A block of data:
----

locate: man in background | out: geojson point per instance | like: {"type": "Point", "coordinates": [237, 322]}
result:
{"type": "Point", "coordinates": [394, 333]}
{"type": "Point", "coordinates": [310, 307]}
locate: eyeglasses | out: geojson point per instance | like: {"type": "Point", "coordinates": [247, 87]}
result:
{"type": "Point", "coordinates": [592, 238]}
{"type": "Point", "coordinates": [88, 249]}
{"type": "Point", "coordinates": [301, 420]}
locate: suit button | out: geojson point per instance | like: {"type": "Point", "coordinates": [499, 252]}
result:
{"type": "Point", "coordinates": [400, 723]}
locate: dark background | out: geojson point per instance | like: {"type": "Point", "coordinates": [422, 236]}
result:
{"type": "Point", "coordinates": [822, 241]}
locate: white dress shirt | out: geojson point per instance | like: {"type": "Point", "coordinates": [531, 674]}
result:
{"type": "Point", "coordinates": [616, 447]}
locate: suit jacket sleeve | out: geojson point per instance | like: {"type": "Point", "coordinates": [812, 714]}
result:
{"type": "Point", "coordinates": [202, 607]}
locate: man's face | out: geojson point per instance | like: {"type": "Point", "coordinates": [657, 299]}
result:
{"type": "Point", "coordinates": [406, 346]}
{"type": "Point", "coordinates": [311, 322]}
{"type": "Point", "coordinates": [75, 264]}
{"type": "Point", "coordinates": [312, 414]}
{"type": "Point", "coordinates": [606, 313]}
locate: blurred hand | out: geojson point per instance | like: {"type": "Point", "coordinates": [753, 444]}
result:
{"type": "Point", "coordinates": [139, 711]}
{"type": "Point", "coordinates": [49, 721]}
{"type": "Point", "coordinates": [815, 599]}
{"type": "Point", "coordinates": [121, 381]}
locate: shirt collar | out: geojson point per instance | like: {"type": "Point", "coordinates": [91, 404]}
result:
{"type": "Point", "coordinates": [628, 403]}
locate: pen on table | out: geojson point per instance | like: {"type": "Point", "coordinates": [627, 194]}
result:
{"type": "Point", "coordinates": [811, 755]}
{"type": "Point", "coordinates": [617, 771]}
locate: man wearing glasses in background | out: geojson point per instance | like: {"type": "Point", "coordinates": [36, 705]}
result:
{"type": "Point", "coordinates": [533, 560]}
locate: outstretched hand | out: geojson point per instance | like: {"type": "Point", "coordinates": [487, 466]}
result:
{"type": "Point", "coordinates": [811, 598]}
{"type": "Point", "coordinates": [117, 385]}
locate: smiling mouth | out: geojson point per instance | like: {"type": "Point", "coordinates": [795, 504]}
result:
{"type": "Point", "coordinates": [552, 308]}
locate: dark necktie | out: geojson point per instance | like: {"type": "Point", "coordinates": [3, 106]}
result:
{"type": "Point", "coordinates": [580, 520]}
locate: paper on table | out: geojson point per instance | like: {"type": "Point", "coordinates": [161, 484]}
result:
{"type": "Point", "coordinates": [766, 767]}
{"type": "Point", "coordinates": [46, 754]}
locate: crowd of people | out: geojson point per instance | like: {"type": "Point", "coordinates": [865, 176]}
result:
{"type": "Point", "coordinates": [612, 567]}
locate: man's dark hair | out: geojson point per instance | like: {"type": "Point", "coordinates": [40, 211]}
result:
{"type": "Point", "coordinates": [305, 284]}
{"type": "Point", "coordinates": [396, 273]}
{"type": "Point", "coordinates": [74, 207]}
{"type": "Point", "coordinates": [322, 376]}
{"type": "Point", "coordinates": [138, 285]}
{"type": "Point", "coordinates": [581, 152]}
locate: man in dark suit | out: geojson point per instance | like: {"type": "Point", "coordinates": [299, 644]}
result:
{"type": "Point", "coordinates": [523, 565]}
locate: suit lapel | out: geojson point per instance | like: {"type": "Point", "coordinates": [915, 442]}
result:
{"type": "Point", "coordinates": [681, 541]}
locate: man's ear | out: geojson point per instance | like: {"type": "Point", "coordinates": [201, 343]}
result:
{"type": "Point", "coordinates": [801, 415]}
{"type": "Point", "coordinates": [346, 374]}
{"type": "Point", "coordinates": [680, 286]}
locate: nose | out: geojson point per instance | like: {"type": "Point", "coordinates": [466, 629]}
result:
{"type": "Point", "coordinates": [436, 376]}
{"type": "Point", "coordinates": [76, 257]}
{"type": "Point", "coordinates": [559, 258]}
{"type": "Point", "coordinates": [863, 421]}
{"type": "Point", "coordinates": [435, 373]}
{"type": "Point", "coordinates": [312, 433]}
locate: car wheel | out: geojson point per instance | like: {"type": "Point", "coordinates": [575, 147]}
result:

----

YOUR TASK: Would you copy out each line exactly as written?

RESULT:
locate: man in background | out: geojson point per instance | like: {"type": "Point", "coordinates": [237, 322]}
result:
{"type": "Point", "coordinates": [394, 333]}
{"type": "Point", "coordinates": [310, 307]}
locate: eyeglasses | out: geojson point per instance | like: {"type": "Point", "coordinates": [247, 87]}
result:
{"type": "Point", "coordinates": [592, 238]}
{"type": "Point", "coordinates": [88, 249]}
{"type": "Point", "coordinates": [301, 420]}
locate: suit button | out: geojson point per instance | like: {"type": "Point", "coordinates": [499, 252]}
result:
{"type": "Point", "coordinates": [400, 723]}
locate: dark background | out: geojson point per instance | like: {"type": "Point", "coordinates": [422, 236]}
result:
{"type": "Point", "coordinates": [822, 241]}
locate: white dress shirt | out: geojson point per instance | like: {"type": "Point", "coordinates": [531, 674]}
result:
{"type": "Point", "coordinates": [616, 447]}
locate: suit jacket sleeve | out: geojson point per instance | like: {"type": "Point", "coordinates": [812, 714]}
result:
{"type": "Point", "coordinates": [202, 607]}
locate: man's face | out: geojson point per instance | like: {"type": "Point", "coordinates": [657, 299]}
result:
{"type": "Point", "coordinates": [406, 346]}
{"type": "Point", "coordinates": [311, 322]}
{"type": "Point", "coordinates": [75, 264]}
{"type": "Point", "coordinates": [312, 414]}
{"type": "Point", "coordinates": [606, 313]}
locate: blurred hand | out: geojson point per instance | like: {"type": "Point", "coordinates": [753, 444]}
result:
{"type": "Point", "coordinates": [139, 711]}
{"type": "Point", "coordinates": [49, 721]}
{"type": "Point", "coordinates": [815, 599]}
{"type": "Point", "coordinates": [121, 381]}
locate: shirt collar | out: geojson point per instance | like: {"type": "Point", "coordinates": [91, 404]}
result:
{"type": "Point", "coordinates": [628, 403]}
locate: pen on table | out: geojson point per instance | like: {"type": "Point", "coordinates": [627, 194]}
result:
{"type": "Point", "coordinates": [811, 755]}
{"type": "Point", "coordinates": [617, 771]}
locate: man wearing glasses in background | out: geojson point per instance | like: {"type": "Point", "coordinates": [36, 705]}
result:
{"type": "Point", "coordinates": [533, 560]}
locate: outstretched hand | out: geojson point per instance | like: {"type": "Point", "coordinates": [487, 466]}
result:
{"type": "Point", "coordinates": [811, 598]}
{"type": "Point", "coordinates": [117, 385]}
locate: smiling mouth | out: geojson point per instance | like: {"type": "Point", "coordinates": [795, 504]}
result:
{"type": "Point", "coordinates": [552, 308]}
locate: dark necktie | out: geojson point per instance | like: {"type": "Point", "coordinates": [3, 106]}
result:
{"type": "Point", "coordinates": [580, 520]}
locate: paper on table | out: geojson point per instance | like: {"type": "Point", "coordinates": [161, 484]}
result:
{"type": "Point", "coordinates": [766, 767]}
{"type": "Point", "coordinates": [46, 754]}
locate: crowd of people | out: geojson point per instance | like: {"type": "Point", "coordinates": [865, 176]}
result:
{"type": "Point", "coordinates": [612, 567]}
locate: man's dark hair | out: geojson point per instance | like: {"type": "Point", "coordinates": [40, 211]}
result:
{"type": "Point", "coordinates": [305, 284]}
{"type": "Point", "coordinates": [396, 273]}
{"type": "Point", "coordinates": [74, 207]}
{"type": "Point", "coordinates": [322, 376]}
{"type": "Point", "coordinates": [138, 285]}
{"type": "Point", "coordinates": [581, 152]}
locate: man in dark suit | out: geojson point per instance | like: {"type": "Point", "coordinates": [299, 644]}
result:
{"type": "Point", "coordinates": [523, 565]}
locate: suit lapel | out: geojson point per instance | like: {"type": "Point", "coordinates": [915, 442]}
result:
{"type": "Point", "coordinates": [681, 541]}
locate: man's ear | out: geojson point per instance | like: {"type": "Point", "coordinates": [201, 343]}
result:
{"type": "Point", "coordinates": [801, 415]}
{"type": "Point", "coordinates": [346, 374]}
{"type": "Point", "coordinates": [680, 286]}
locate: nose | out: geojson point per instance | like: {"type": "Point", "coordinates": [466, 629]}
result:
{"type": "Point", "coordinates": [436, 376]}
{"type": "Point", "coordinates": [76, 257]}
{"type": "Point", "coordinates": [559, 258]}
{"type": "Point", "coordinates": [863, 421]}
{"type": "Point", "coordinates": [435, 373]}
{"type": "Point", "coordinates": [312, 433]}
locate: car wheel | out: geojson point per instance | like: {"type": "Point", "coordinates": [575, 147]}
result:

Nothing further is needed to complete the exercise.